» ACTIVITY:
The word "facial" marks the lines to keep; find each one in the data and copy it.

(Stored dataset items)
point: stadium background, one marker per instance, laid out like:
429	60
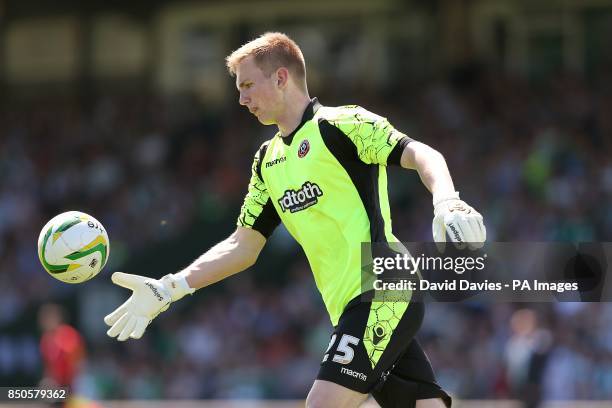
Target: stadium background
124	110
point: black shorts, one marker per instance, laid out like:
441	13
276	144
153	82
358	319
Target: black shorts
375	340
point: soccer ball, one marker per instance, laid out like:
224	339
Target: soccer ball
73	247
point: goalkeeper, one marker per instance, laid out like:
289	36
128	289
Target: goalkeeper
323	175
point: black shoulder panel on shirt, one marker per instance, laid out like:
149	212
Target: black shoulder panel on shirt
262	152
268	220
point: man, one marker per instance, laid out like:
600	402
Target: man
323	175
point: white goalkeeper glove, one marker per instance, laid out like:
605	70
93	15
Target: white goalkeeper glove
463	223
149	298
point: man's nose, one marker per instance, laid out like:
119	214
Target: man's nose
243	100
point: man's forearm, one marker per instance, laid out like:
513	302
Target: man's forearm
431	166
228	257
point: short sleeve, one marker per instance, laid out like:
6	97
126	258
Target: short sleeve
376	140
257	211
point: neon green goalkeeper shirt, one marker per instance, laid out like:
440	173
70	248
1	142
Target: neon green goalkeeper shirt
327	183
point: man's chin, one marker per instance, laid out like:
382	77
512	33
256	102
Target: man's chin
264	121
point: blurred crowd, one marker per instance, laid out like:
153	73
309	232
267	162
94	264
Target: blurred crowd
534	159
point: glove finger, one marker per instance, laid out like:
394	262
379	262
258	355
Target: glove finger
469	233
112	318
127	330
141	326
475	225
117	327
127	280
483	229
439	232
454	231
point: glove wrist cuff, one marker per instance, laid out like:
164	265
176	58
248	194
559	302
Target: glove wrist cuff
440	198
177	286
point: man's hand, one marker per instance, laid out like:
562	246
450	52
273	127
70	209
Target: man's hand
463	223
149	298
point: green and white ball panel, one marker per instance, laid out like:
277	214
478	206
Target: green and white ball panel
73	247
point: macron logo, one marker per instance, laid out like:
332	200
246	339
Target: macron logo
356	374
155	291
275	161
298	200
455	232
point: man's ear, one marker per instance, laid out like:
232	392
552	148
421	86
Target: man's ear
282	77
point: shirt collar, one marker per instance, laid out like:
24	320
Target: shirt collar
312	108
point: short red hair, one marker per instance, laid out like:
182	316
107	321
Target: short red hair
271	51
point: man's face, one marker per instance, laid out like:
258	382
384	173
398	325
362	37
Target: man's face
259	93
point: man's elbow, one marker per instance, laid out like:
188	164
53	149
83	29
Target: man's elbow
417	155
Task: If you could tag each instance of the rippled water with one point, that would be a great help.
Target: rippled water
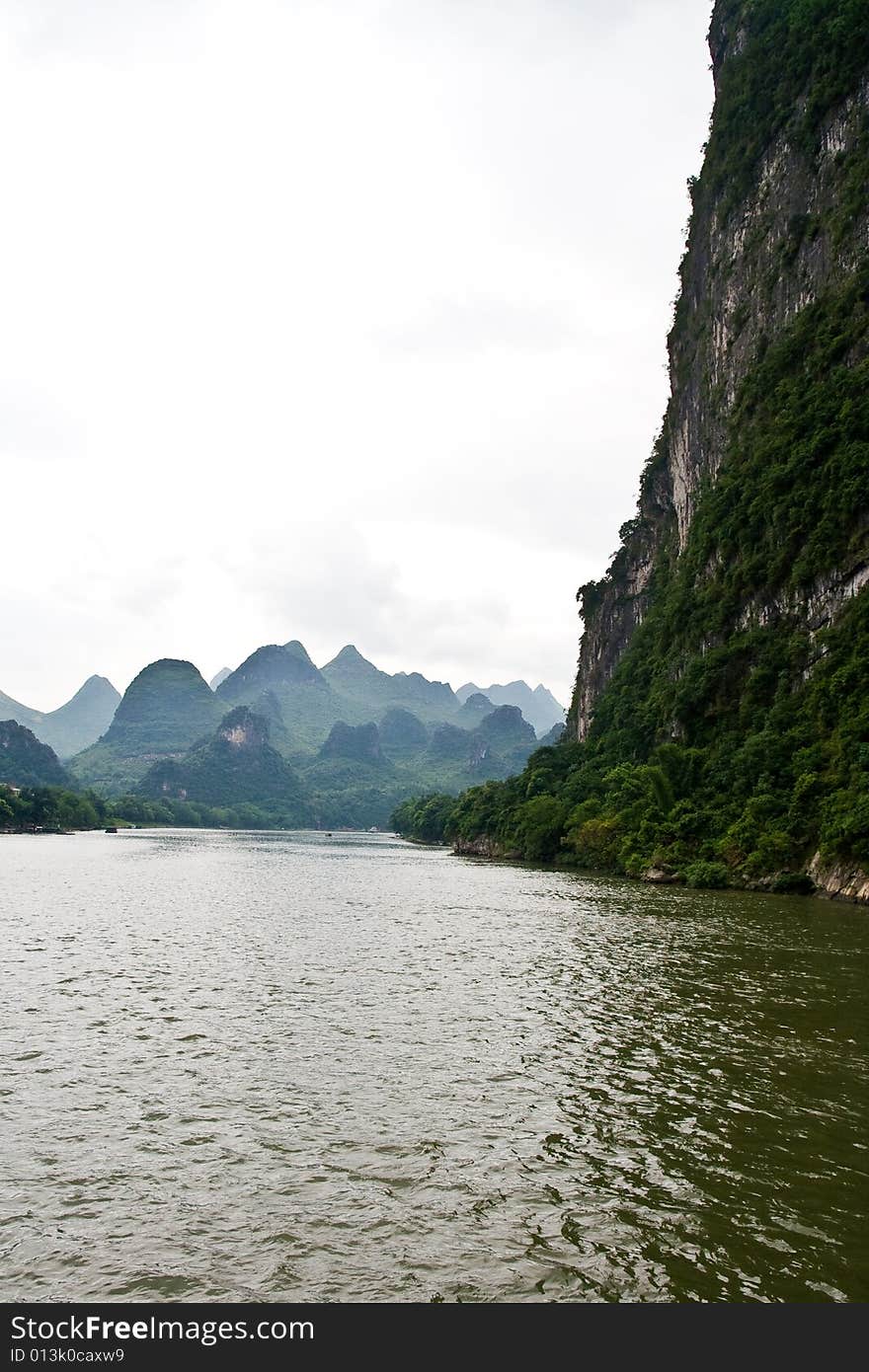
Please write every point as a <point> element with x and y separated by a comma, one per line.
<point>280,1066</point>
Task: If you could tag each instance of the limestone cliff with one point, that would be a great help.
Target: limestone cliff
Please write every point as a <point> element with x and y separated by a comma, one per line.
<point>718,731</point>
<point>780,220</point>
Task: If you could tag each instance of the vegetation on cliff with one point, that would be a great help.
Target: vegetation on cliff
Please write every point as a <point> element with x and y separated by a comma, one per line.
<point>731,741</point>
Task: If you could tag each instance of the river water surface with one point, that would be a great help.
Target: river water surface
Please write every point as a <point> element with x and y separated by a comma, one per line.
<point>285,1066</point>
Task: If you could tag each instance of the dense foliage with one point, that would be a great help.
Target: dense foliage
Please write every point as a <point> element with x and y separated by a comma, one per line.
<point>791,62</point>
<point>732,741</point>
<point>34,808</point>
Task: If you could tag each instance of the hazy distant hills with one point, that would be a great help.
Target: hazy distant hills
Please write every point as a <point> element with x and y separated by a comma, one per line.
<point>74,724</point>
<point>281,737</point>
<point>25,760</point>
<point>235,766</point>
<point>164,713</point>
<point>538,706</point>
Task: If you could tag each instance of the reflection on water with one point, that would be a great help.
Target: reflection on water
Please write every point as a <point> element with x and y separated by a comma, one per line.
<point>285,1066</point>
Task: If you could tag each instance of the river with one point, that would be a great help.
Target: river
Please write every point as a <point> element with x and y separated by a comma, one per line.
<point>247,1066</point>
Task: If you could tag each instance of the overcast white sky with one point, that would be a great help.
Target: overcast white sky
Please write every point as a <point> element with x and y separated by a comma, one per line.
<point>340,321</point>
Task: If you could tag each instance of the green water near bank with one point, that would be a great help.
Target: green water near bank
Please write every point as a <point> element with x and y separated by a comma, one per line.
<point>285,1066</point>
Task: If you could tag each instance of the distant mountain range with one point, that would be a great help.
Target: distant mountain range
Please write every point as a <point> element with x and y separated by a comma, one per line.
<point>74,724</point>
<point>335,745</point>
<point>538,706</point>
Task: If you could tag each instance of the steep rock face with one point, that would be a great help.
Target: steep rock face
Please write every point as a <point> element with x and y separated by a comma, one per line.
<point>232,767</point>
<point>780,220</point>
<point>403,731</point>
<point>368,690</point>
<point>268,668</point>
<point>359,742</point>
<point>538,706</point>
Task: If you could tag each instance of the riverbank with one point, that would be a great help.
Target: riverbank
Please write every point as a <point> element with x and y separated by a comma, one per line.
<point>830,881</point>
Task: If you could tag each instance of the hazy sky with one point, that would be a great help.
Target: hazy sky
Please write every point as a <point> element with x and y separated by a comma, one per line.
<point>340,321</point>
--
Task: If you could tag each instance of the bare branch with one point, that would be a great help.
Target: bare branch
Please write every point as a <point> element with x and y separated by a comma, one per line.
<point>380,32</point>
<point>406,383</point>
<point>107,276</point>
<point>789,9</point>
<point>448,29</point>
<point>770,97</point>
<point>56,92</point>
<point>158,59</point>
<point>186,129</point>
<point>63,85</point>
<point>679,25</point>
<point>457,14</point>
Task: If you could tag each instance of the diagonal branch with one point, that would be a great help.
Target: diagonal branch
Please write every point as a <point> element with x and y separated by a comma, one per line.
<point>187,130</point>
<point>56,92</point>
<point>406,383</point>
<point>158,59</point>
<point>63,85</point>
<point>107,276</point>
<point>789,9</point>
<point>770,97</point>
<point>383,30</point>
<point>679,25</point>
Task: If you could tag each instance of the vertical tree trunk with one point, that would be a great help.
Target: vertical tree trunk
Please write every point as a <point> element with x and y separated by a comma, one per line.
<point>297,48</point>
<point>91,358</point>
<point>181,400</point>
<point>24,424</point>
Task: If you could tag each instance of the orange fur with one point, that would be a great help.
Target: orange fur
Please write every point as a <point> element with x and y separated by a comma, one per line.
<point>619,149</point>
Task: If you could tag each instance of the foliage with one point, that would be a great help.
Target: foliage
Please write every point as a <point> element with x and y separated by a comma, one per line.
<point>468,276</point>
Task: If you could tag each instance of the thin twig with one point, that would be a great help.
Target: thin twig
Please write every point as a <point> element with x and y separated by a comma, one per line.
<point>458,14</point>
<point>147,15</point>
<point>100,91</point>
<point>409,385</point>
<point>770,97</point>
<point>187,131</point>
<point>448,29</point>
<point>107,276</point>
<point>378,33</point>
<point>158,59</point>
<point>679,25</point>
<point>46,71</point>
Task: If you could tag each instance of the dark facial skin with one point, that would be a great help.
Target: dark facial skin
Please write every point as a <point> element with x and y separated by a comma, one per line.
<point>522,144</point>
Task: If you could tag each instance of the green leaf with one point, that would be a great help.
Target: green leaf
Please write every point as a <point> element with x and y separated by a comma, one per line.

» REPLY TO THE TASK:
Task: If you could tag each instance of the dark facial skin with one point, that would be a great help.
Target: dark facial skin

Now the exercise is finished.